* **Questions**
A - Translate this sentence from the text on embedded Karafka below into Spanish: "This ensures that all necessary components, classes, and modules are available and loaded into memory when Karafka starts."
B - Answer these questions using the text on embedded Karafka below.
(i) What must happen to your application code before the embedded Karafka server is started?
(ii) Which setting is named in connection with a critical error that can make the embedded Karafka process terminate?
(iii) In the Puma example, what does the HTTP server keep doing after Karafka crashes?
C - Pick up the text on embedded Karafka below after its last sentence and keep writing it.

* **Text provided**

#####

Before you initiate the embedded Karafka server, your application code must be preloaded or eager loaded. This ensures that all necessary components, classes, and modules are available and loaded into memory when Karafka starts. Please do this to avoid missing dependencies or unexpected errors during runtime.
Critical Error Handling
When operating Karafka in Embedded mode, it's crucial to understand that certain critical errors might be silently overlooked if the supervising process for Karafka Embedding does not correctly signal those errors. While Karafka might recognize and attempt to raise an error and notify about it via its instrumentation pipeline, the supervising process might not propagate or report this, leading to potential silent failures or unnoticed issues. For robust and reliable production deployments, it's critical to ensure that any errors Karafka might produce are not only correctly signaled by the supervising process but also reported and monitored.
When utilizing Karafka in an embedded mode, it's vital to be aware of Partial or Silent Crash scenarios. These refer to situations where the Karafka process encounters a critical error and decides to halt its operations, but the overarching process in which Karafka runs continues to operate. This behavior can lead to situations where critical components have failed silently, but the system appears to be running, potentially leading to undetected issues or data loss.
Certain critical errors, such as incompatible changes to the
partition.assignment.strategy, can cause the embedded Karafka process to emit an error and terminate. However, this termination is isolated to Karafka itself, and may not propagate to the parent or supervising process.
For example, when running Karafka within a Puma worker in the event of a critical Karafka crash, the Puma worker will remain unaffected. This means the HTTP server, despite the Karafka crash, will continue to accept and process messages. While this ensures that your HTTP server remains responsive, it also poses a risk since Karafka, a crucial component for processing, is no longer operational.
To ensure system resilience and reliability:
Monitoring: Implement comprehensive monitoring tools that can detect and alert on both Karafka-specific errors and general system anomalies.
Error Propagation: Ensure critical errors from embedded processes like Karafka are reported.

#####

* **Data for review**
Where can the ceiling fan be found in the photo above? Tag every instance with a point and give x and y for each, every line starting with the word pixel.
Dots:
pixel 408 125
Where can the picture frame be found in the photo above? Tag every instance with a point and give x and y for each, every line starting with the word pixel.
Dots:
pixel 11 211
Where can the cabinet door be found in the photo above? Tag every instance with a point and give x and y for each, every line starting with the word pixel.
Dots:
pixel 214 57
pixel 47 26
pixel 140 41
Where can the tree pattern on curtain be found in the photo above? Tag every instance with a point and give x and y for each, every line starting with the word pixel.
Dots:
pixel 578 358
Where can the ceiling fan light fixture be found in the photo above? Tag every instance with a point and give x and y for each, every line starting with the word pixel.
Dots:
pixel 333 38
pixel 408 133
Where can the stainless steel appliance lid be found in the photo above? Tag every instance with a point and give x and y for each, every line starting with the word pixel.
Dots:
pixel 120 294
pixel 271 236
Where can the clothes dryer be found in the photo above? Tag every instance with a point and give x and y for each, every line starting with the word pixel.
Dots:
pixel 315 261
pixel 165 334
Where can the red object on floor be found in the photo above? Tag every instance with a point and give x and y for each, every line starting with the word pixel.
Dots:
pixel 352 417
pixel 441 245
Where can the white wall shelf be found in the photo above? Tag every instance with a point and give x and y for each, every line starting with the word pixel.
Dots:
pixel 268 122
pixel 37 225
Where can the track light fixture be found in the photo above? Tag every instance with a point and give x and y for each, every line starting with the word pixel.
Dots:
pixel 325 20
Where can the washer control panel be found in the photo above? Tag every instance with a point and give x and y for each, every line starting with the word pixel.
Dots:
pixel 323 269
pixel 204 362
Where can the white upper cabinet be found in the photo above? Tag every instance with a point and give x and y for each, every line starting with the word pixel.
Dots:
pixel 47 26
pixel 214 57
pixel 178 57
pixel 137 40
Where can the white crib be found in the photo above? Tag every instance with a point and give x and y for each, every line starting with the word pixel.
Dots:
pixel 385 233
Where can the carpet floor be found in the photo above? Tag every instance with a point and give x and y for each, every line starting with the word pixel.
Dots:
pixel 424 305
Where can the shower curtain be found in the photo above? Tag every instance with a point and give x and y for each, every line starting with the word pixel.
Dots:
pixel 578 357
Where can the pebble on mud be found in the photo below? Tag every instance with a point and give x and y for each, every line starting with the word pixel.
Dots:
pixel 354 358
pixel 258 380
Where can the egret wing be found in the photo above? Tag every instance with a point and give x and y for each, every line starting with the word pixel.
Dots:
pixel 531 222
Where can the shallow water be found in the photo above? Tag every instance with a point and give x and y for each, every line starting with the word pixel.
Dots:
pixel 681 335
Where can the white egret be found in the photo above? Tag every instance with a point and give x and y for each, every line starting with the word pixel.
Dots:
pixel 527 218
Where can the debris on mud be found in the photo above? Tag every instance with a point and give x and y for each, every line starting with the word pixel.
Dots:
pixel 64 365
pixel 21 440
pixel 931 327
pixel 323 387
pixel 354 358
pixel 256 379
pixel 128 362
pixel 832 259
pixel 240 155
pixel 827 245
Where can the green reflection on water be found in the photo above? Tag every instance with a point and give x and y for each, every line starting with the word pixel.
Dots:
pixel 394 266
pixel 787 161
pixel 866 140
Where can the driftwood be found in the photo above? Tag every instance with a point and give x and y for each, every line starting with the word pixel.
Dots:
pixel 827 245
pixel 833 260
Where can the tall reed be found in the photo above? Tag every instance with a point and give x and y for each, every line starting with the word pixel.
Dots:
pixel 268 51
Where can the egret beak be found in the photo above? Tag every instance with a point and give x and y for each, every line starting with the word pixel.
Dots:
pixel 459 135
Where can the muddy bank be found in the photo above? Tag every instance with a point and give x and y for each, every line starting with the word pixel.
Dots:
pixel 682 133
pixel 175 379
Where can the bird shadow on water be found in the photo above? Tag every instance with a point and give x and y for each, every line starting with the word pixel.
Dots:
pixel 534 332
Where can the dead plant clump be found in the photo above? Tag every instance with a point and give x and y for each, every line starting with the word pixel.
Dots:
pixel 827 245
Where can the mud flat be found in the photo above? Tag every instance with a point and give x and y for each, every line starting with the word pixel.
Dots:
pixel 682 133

#####

* **List of answers**
A - Esto garantiza que todos los componentes, clases y módulos necesarios estén disponibles y cargados en memoria cuando Karafka se inicia.

B -
(i) It must be preloaded or eager loaded.
(ii) partition.assignment.strategy (incompatible changes to it).
(iii) It continues to accept and process messages.

C -
Regular Testing: Periodically simulate critical errors in non-production environments to understand the system's response and to improve recovery mechanisms.
In conclusion, while embedding Karafka within larger processes can be efficient, knowing the potential for Partial or Silent Crashes is crucial. By understanding their implications and implementing mitigation strategies, you can ensure a more robust and resilient system.
When Karafka operates in an Embedded mode, it is essential to recognize that the Karafka supervisor does not have the final say regarding the termination of the entire process. In practice, if your surrounding process has a shutdown timeout shorter than Karafka's, there is a risk that Karafka could be forcefully terminated before it has had a chance to dispatch and delegate all work and states properly. While this might not pose an issue due to how offsets are managed, it can affect monitoring and management tools. For instance, Karafka Web UI interface monitoring Karafka might not capture the final state transition from "stopping" to "stopped". Instead, it may give an impression that the Karafka process is perpetually in the "stopping" phase, which can be misleading and make diagnostics more challenging.
Always ensure you account for this behavior when integrating Karafka in an Embedded mode, especially if you rely on external tools or interfaces to monitor and manage your processes. Adjusting your surrounding process's shutdown timeout or ensuring it respects Karafka's requirements can help avoid such discrepancies.